- **Instructions to follow**
Leaving out all images, write out the records that follow exactly.

━━━━━ Task inputs

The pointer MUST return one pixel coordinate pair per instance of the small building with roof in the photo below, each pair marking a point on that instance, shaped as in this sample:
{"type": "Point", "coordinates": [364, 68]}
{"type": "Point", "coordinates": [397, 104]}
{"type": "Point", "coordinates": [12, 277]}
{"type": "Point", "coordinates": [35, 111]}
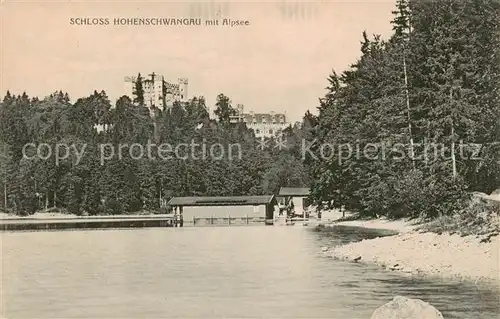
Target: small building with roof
{"type": "Point", "coordinates": [239, 209]}
{"type": "Point", "coordinates": [294, 198]}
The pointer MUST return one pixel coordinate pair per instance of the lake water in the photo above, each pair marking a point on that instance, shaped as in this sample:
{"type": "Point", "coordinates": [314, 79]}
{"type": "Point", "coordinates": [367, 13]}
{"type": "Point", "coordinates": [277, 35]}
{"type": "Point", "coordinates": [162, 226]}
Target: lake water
{"type": "Point", "coordinates": [209, 272]}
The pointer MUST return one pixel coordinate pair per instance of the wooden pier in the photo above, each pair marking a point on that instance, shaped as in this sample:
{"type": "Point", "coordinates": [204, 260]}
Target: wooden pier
{"type": "Point", "coordinates": [227, 221]}
{"type": "Point", "coordinates": [88, 222]}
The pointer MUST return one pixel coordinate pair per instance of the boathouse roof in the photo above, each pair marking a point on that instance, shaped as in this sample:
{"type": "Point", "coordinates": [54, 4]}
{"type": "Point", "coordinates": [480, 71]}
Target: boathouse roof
{"type": "Point", "coordinates": [294, 191]}
{"type": "Point", "coordinates": [223, 201]}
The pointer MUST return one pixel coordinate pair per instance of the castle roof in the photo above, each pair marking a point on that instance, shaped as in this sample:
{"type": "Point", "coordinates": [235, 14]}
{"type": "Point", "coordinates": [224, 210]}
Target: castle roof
{"type": "Point", "coordinates": [264, 117]}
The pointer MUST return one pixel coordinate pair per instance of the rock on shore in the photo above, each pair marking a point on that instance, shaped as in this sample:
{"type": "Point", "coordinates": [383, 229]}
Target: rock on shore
{"type": "Point", "coordinates": [405, 308]}
{"type": "Point", "coordinates": [428, 254]}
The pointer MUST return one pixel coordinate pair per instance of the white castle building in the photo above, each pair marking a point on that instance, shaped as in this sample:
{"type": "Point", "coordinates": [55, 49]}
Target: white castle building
{"type": "Point", "coordinates": [157, 91]}
{"type": "Point", "coordinates": [264, 125]}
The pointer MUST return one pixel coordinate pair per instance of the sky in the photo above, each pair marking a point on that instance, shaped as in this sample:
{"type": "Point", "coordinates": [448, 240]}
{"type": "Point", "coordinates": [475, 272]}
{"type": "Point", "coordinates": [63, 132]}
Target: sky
{"type": "Point", "coordinates": [279, 61]}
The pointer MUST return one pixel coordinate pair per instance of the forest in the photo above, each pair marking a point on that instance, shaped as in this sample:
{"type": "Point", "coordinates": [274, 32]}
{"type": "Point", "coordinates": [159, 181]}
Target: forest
{"type": "Point", "coordinates": [434, 82]}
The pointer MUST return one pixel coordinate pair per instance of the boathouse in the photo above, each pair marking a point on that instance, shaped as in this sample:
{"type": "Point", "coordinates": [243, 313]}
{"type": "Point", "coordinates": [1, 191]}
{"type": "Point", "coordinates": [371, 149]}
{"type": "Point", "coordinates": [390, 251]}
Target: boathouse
{"type": "Point", "coordinates": [225, 210]}
{"type": "Point", "coordinates": [295, 197]}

━━━━━━━━━━

- **Solution**
The pointer MUST return one pixel coordinate pair per instance of the small building with roof in the photo below, each pair marking a point on that instance, shaped as in this sample:
{"type": "Point", "coordinates": [364, 68]}
{"type": "Point", "coordinates": [397, 104]}
{"type": "Point", "coordinates": [12, 277]}
{"type": "Point", "coordinates": [35, 111]}
Target: small building with roof
{"type": "Point", "coordinates": [239, 209]}
{"type": "Point", "coordinates": [294, 198]}
The pointer MUST return one pixel coordinate pair per instance of the lake water in the photo above, each pair marking a point on that instance, shaped as in this sample:
{"type": "Point", "coordinates": [314, 79]}
{"type": "Point", "coordinates": [367, 13]}
{"type": "Point", "coordinates": [277, 35]}
{"type": "Point", "coordinates": [162, 226]}
Target: lake water
{"type": "Point", "coordinates": [209, 272]}
The pointer MUST return one pixel coordinate pair per instance of the wooden pier in the photo above, each pair marking a point on that instance, shaped as in this sample:
{"type": "Point", "coordinates": [204, 260]}
Target: wooden pier
{"type": "Point", "coordinates": [227, 221]}
{"type": "Point", "coordinates": [88, 222]}
The pointer MUST return one pixel coordinate pair per instance of the boathouse roof in the photo above, each pair marking a point on that instance, shaped as in this sample:
{"type": "Point", "coordinates": [54, 4]}
{"type": "Point", "coordinates": [480, 71]}
Target: boathouse roof
{"type": "Point", "coordinates": [294, 191]}
{"type": "Point", "coordinates": [223, 201]}
The pointer MUST return one pixel coordinate pair per instance of the castle roof in the photo above, each pair marking a point on that instance, shaped as in this sample:
{"type": "Point", "coordinates": [235, 14]}
{"type": "Point", "coordinates": [224, 210]}
Target: castle roof
{"type": "Point", "coordinates": [264, 117]}
The pointer MUST return one pixel coordinate pair per instance of the rock on shore in the photo above, each pair marking a point on that instance, shaped as in this sample:
{"type": "Point", "coordinates": [383, 229]}
Target: rock on shore
{"type": "Point", "coordinates": [405, 308]}
{"type": "Point", "coordinates": [428, 254]}
The pointer MUST return one pixel coordinate pair per instance of the white castle building in the photo above, each pair marking a point on that instance, shaped as in this sample:
{"type": "Point", "coordinates": [55, 49]}
Target: white castle building
{"type": "Point", "coordinates": [157, 91]}
{"type": "Point", "coordinates": [264, 125]}
The pointer MUST return one pixel coordinate pair per instance of the sky in the photo above, each pair marking a point on that instance, shaped as in this sample:
{"type": "Point", "coordinates": [448, 240]}
{"type": "Point", "coordinates": [475, 272]}
{"type": "Point", "coordinates": [63, 132]}
Target: sky
{"type": "Point", "coordinates": [279, 61]}
The pointer MUST return one pixel coordinate pair per instance of the forest in the photo above, each pair marking a point on that instance, shaped as in this sample:
{"type": "Point", "coordinates": [274, 32]}
{"type": "Point", "coordinates": [159, 181]}
Target: forest
{"type": "Point", "coordinates": [434, 82]}
The pointer MUST return one pixel coordinate pair per instance of the boathouse in the photo above, each pair marking a point on that instance, shaped as in this sample:
{"type": "Point", "coordinates": [243, 313]}
{"type": "Point", "coordinates": [1, 191]}
{"type": "Point", "coordinates": [371, 149]}
{"type": "Point", "coordinates": [390, 251]}
Target: boathouse
{"type": "Point", "coordinates": [225, 210]}
{"type": "Point", "coordinates": [295, 197]}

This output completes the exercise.